Aim of the task:
The expected output is the set of lines below beginning at the one that contains "positive clicks: (567, 107) (568, 77)" and ending at the final line, reproduced exactly.

Available data:

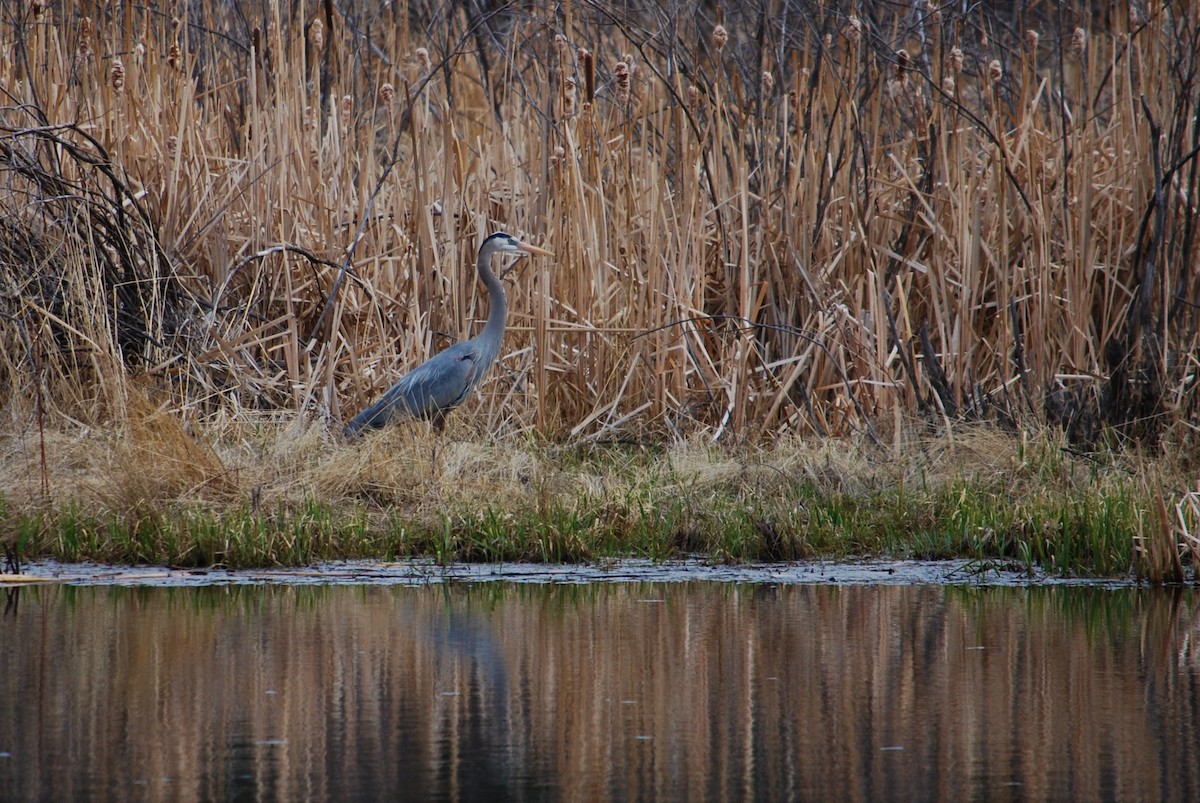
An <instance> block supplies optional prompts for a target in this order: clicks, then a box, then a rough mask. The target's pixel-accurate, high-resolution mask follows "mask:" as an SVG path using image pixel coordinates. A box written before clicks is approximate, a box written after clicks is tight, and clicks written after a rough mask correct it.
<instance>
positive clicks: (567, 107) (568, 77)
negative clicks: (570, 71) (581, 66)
mask: <svg viewBox="0 0 1200 803" xmlns="http://www.w3.org/2000/svg"><path fill="white" fill-rule="evenodd" d="M575 90H576V84H575V79H574V78H571V77H570V76H566V77H565V78H563V114H564V115H566V116H570V115H571V114H575Z"/></svg>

Response:
positive clicks: (567, 107) (568, 77)
negative clicks: (570, 71) (581, 66)
mask: <svg viewBox="0 0 1200 803" xmlns="http://www.w3.org/2000/svg"><path fill="white" fill-rule="evenodd" d="M575 90H576V84H575V79H574V78H571V77H570V76H566V77H565V78H563V114H564V115H566V116H570V115H571V114H575Z"/></svg>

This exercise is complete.